[Opening Extracted material section]

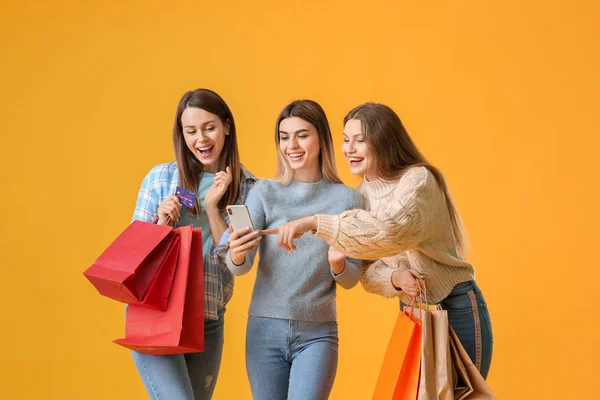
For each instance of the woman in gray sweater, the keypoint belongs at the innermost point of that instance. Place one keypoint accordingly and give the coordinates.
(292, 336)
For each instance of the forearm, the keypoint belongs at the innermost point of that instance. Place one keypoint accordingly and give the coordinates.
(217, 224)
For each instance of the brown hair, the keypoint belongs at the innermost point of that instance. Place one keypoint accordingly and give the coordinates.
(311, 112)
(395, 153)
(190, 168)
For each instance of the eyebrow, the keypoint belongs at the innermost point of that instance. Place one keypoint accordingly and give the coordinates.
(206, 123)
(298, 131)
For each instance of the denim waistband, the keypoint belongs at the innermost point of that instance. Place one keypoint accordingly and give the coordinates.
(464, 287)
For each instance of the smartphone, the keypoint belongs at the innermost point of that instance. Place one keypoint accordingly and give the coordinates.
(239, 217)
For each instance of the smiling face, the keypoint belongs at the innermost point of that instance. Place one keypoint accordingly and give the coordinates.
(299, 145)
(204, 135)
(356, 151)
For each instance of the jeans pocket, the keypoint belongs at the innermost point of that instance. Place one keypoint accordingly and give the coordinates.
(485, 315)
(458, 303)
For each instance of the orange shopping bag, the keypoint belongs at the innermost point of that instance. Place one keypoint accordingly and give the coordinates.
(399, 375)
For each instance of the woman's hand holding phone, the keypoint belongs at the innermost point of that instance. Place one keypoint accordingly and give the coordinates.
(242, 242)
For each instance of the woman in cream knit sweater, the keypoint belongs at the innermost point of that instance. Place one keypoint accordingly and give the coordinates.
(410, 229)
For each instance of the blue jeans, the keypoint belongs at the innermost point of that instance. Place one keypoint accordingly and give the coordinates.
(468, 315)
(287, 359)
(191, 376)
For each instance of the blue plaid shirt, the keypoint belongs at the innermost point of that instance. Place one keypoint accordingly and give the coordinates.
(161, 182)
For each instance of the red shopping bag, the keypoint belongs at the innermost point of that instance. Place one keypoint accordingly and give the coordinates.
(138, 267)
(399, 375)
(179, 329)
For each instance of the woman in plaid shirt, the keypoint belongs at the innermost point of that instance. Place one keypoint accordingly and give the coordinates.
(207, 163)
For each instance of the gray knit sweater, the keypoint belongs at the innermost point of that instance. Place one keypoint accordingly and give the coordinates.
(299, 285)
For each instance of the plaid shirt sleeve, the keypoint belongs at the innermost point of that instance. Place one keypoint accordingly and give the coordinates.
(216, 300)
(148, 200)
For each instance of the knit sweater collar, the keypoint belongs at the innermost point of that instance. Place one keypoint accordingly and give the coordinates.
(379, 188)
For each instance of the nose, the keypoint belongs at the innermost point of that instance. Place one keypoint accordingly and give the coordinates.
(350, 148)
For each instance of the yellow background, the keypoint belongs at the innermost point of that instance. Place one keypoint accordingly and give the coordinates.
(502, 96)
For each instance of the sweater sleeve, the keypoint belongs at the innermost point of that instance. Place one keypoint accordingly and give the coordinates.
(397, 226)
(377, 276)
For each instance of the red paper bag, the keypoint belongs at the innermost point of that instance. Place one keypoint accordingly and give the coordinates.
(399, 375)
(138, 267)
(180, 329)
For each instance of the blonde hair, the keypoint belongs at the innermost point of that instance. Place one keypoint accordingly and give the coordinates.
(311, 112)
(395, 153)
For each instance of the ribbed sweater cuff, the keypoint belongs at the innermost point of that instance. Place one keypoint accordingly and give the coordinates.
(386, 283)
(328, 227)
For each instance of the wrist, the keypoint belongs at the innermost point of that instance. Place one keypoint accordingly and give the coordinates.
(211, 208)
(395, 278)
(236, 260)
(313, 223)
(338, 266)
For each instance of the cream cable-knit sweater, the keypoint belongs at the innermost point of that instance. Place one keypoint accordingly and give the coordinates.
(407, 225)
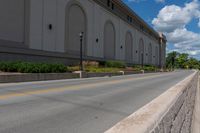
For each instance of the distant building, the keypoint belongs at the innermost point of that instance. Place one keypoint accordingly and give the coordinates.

[Closing Extracted material section]

[Assignment] Write every record out again exactly, omitting the pictures they hold.

[Output]
For each instance of the woman in gray sweater, the keypoint belongs at the innermost point of that instance. Place one keypoint accordingly and give the coordinates.
(292, 336)
For each instance of the forearm, the keypoint belongs at the innermost point of that instance. Place one keypoint accordingly and give the coordinates.
(217, 224)
For each instance of the brown hair, the keypoint belongs at the innermost point of that instance. Place one keypoint accordingly and give the coordinates.
(311, 112)
(395, 153)
(190, 168)
For each instance of the eyebrow, the keypoint belongs at the innermost point of that instance. Place one keypoint accordingly and give the coordinates.
(206, 123)
(298, 131)
For each instance of the denim waistband, the keypoint belongs at the innermost point of that instance. Place one keypoint accordingly and give the coordinates.
(464, 287)
For each instance of the smartphone, the keypoint belongs at the innermost point of that instance. Place one keypoint accordingly and give the coordinates.
(239, 217)
For each instance of the smiling face, the keypoint belongs at the innermost point of that instance. Place one keypoint accordingly and give the coordinates.
(299, 145)
(204, 135)
(356, 151)
For each instance of the jeans pocket, the keypoint belongs at the innermost point of that instance. Place one keypoint accordingly and give the coordinates.
(485, 315)
(458, 303)
For each instance of the orange shopping bag, the keypoint belongs at the innermost point of that instance. Place one keypoint accordingly and give the coordinates.
(399, 375)
For each instance of the woman's hand holding phone, the keypoint belongs at the innermost point of that instance. Place one keypoint accordingly and give the coordinates.
(242, 242)
For each instance of the woman in cream knit sweater, the keypoint belongs at the innermost point of that instance. Place one keypoint accordingly and give the coordinates.
(410, 229)
For each instance of the blue jeans, the keypoint belongs at the innermost point of that instance. Place one keypoint accordingly and give the coordinates.
(468, 315)
(287, 359)
(191, 376)
For each instance of the blue plaid shirt, the keypoint belongs at the innermost point of that instance. Place one keypoint accordingly and give the coordinates.
(161, 182)
For each instance of the red shopping bag, the keypoint belongs at the innermost point of that instance. Place one keypoint accordingly and give the coordinates.
(138, 267)
(399, 375)
(179, 329)
For each instance of the woman in plaid shirt, the keypoint belongs at the innermost point of that instance. Place one keypoint accordingly and give the coordinates.
(207, 163)
For each instance of the gray knit sweater, the keypoint belongs at the innermost point of that instance. Place one keypoint accordingly and give the coordinates.
(299, 285)
For each instance of the plaid shirt sleeve, the keypoint belongs at the innermost point of that instance. Place one keypoint accordingly and give the coordinates.
(216, 300)
(148, 200)
For each instance of the knit sweater collar, the keypoint belongs at the innermost point of that instance. Place one keypoint accordingly and give the coordinates.
(379, 188)
For each instance of the nose, the keypoint belongs at the innermost point of that instance. Place one keypoint accordingly and give the coordinates.
(350, 148)
For each instance of the yellow background, the keypoint belongs at the innermost point of that instance. Place one keypoint accordingly and give the coordinates.
(502, 96)
For each instance of the sweater sleeve, the keypoint belongs at the innermost point of that instance. Place one keypoint accordingly and give the coordinates.
(397, 226)
(377, 276)
For each instance of the red paper bag, the keypoint belongs at the innermost point of that instance. Place one keypoint accordingly and give the coordinates.
(399, 375)
(138, 267)
(180, 329)
For each instance of the blonde hair, the keypoint belongs at the innermost point of that instance. Place one keypoint accordingly and give the coordinates.
(311, 112)
(395, 153)
For each instance of the ribbed sweater cuff, the keypoint belongs at the innermost point of that instance. Place one keypoint accordingly and give the coordinates.
(386, 283)
(328, 227)
For each instance of the wrist, the keypoint belongs at the innermost point of that instance. Place one keypoint accordingly and give the coordinates.
(211, 208)
(395, 278)
(236, 260)
(313, 223)
(338, 266)
For each instance of the cream cable-knit sweater, the keypoint belongs at the innermost point of that instance. Place one keypoint accordingly and give the coordinates.
(407, 225)
For each instance of the distant building, the keypoint belongs at the innermost point of that instance. Place one keypoint accordingly and give the coordinates.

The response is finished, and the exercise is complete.